>> begin

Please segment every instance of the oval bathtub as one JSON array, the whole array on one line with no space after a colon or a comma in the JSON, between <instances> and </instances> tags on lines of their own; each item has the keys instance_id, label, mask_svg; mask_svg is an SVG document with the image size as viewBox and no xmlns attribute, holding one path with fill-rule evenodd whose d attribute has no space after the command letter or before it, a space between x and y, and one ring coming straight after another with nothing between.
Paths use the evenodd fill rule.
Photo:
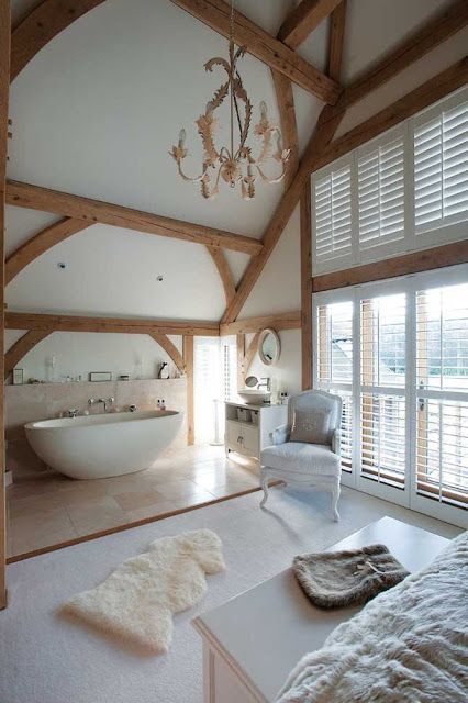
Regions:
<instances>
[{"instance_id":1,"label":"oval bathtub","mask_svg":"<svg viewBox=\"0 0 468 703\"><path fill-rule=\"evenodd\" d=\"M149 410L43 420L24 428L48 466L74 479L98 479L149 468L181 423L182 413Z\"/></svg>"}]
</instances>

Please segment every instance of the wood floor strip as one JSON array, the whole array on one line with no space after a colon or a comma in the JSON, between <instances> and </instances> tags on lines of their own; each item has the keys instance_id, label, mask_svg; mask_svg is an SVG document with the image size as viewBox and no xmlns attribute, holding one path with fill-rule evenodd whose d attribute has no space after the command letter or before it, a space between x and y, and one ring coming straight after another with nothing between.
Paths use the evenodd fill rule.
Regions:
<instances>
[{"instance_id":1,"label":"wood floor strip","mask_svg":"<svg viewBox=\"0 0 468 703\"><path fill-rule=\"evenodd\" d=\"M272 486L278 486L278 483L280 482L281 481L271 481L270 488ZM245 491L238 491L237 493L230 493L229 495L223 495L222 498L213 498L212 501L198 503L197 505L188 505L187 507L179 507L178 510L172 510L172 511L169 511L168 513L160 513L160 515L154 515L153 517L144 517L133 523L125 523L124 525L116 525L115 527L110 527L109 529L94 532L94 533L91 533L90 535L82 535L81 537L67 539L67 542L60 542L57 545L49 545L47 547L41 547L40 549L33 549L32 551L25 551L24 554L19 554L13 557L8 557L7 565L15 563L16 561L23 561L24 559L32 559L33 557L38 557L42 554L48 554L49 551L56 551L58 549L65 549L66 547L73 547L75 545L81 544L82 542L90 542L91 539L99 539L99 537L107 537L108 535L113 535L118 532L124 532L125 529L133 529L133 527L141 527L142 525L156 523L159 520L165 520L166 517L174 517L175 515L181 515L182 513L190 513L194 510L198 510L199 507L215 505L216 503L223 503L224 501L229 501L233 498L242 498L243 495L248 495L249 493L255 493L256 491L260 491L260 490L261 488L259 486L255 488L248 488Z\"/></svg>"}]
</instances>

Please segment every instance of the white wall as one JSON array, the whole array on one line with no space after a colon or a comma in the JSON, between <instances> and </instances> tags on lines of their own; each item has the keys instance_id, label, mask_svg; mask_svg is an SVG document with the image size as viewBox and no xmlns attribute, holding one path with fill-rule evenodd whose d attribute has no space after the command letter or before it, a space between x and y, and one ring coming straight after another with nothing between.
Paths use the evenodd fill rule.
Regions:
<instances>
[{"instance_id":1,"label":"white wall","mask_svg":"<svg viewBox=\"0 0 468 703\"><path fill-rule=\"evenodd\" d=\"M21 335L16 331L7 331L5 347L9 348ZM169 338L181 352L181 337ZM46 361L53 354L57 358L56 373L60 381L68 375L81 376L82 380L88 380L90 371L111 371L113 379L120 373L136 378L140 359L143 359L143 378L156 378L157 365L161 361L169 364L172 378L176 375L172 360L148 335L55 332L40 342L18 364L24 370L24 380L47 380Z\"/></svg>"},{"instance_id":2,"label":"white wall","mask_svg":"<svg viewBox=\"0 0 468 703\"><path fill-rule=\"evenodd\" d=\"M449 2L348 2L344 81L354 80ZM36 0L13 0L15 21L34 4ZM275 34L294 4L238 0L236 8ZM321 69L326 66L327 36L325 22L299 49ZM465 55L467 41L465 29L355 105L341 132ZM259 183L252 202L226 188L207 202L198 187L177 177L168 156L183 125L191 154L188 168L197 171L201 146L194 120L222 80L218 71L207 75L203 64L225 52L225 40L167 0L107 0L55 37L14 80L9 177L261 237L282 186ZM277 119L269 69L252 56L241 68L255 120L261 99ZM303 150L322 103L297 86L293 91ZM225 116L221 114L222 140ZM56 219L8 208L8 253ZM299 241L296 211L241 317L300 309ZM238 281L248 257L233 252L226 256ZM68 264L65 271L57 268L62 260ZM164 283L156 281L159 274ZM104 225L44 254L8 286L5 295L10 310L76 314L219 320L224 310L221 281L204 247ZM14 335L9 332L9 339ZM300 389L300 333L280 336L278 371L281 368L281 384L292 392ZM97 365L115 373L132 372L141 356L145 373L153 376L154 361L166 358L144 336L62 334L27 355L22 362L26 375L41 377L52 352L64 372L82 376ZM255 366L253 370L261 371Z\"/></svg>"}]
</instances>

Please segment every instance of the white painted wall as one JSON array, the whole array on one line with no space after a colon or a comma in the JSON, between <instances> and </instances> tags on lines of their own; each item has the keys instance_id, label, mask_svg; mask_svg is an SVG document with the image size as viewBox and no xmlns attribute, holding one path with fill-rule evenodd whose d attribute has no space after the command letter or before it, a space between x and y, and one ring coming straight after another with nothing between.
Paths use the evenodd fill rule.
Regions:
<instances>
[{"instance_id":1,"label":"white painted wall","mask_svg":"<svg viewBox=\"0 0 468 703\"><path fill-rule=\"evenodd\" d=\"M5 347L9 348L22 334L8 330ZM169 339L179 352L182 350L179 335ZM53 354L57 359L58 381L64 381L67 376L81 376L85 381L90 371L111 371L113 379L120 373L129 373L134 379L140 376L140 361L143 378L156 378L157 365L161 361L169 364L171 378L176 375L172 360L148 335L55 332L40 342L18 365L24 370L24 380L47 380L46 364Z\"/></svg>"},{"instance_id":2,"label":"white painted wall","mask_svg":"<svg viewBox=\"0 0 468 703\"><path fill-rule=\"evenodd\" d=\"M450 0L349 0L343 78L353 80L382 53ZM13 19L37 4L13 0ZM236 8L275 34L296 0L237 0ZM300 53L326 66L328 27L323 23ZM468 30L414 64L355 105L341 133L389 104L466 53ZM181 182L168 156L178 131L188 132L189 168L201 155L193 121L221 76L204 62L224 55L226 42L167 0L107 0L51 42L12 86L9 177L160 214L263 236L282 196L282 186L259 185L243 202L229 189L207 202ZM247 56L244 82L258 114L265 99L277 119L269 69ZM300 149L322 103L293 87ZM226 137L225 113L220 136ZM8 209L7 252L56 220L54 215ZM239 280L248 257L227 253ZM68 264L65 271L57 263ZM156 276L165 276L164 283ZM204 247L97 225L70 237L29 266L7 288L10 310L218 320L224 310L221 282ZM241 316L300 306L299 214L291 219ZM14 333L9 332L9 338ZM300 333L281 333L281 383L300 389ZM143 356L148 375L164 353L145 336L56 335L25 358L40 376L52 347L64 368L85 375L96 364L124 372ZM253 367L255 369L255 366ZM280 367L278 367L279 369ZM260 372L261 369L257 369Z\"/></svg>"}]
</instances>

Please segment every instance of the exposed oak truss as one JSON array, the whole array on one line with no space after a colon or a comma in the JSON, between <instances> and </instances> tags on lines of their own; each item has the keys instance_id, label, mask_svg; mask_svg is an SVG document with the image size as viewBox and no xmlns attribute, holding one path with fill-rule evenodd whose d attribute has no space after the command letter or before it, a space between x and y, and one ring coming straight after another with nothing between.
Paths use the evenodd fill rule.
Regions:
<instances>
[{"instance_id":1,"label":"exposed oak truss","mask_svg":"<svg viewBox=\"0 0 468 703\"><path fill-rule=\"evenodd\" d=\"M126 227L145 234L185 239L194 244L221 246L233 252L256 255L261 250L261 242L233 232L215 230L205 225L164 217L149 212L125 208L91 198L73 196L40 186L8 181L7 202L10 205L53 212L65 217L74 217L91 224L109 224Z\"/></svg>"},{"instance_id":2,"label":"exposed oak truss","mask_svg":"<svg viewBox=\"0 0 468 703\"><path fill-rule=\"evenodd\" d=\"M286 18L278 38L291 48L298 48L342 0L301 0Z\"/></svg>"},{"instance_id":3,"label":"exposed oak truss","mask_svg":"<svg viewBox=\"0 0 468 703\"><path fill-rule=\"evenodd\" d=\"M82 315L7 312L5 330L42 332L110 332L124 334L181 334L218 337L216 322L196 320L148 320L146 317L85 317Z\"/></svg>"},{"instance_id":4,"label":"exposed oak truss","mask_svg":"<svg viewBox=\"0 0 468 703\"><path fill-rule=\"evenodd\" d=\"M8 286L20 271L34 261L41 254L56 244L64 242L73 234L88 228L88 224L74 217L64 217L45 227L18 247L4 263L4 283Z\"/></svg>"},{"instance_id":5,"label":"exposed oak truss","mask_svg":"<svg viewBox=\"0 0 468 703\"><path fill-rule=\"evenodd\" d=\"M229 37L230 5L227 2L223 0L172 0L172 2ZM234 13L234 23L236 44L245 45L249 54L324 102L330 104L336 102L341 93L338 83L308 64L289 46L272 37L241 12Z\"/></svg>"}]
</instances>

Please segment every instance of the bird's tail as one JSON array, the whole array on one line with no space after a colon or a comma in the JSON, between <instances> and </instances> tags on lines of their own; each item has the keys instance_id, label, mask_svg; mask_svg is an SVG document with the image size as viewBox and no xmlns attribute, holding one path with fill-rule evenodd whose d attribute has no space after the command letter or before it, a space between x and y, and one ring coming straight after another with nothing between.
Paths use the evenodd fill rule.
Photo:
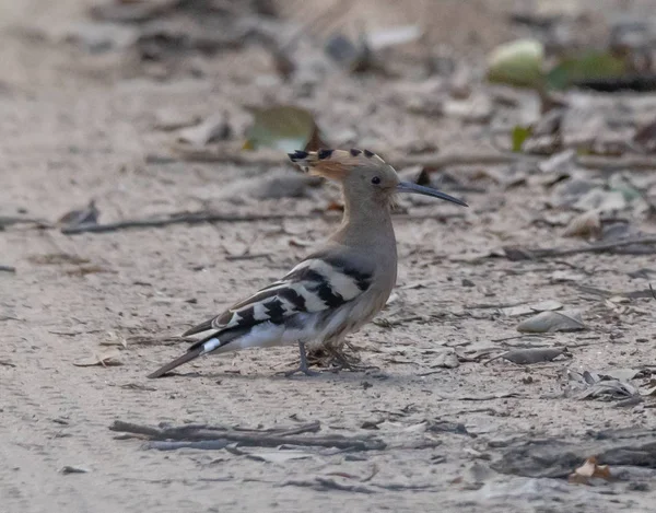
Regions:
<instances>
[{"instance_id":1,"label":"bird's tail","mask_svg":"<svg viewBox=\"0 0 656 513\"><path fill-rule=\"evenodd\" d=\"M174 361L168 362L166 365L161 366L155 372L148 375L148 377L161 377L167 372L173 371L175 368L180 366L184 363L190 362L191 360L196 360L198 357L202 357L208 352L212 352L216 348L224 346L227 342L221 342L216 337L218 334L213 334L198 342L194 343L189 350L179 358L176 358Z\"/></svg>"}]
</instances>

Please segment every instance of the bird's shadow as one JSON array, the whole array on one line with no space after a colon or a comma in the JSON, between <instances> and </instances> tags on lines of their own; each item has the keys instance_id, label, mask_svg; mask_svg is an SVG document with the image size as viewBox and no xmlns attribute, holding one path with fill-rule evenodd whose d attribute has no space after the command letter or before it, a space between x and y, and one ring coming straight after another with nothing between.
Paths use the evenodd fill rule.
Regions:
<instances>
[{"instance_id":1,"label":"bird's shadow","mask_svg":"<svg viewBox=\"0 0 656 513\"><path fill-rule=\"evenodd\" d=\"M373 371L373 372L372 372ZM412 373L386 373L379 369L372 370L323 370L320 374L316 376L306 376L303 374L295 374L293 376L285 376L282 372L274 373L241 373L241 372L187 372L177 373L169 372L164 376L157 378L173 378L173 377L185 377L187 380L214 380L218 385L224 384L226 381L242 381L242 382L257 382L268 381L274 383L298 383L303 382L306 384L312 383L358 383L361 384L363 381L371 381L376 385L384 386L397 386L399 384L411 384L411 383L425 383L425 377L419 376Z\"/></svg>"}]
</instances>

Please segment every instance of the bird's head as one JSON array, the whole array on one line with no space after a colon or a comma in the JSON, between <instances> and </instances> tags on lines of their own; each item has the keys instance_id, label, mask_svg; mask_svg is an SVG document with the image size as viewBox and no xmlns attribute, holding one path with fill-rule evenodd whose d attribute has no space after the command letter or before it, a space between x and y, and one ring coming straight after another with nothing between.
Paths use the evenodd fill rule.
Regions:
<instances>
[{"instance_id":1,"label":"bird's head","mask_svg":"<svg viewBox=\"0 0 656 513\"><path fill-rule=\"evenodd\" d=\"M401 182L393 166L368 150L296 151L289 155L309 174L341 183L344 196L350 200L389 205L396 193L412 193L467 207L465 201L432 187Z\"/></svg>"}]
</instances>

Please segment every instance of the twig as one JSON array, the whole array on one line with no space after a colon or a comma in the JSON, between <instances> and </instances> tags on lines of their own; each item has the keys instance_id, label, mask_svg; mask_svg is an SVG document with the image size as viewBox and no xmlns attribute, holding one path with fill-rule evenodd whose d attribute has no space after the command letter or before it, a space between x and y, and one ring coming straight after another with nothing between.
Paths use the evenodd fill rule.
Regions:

>> end

### Exercise description
Your output consists solely of the lines from the one with "Please segment every instance of the twig" through the last line, copied exactly.

### Result of this exercise
Please segment every instance of the twig as one JSON array, the whole array on one line with no space after a colon or a comma in the JSON, between <instances> and </instances> tags on lines of their own; each item has the keys instance_id, label, mask_svg; mask_svg is an SVG document with the image size as viewBox and no xmlns attribute, holding one path with fill-rule evenodd whose d attribute has no space after the command letter or before it, a space between x and y, and one ring coming straight after another with nothing between.
Paths use the evenodd fill rule.
Regions:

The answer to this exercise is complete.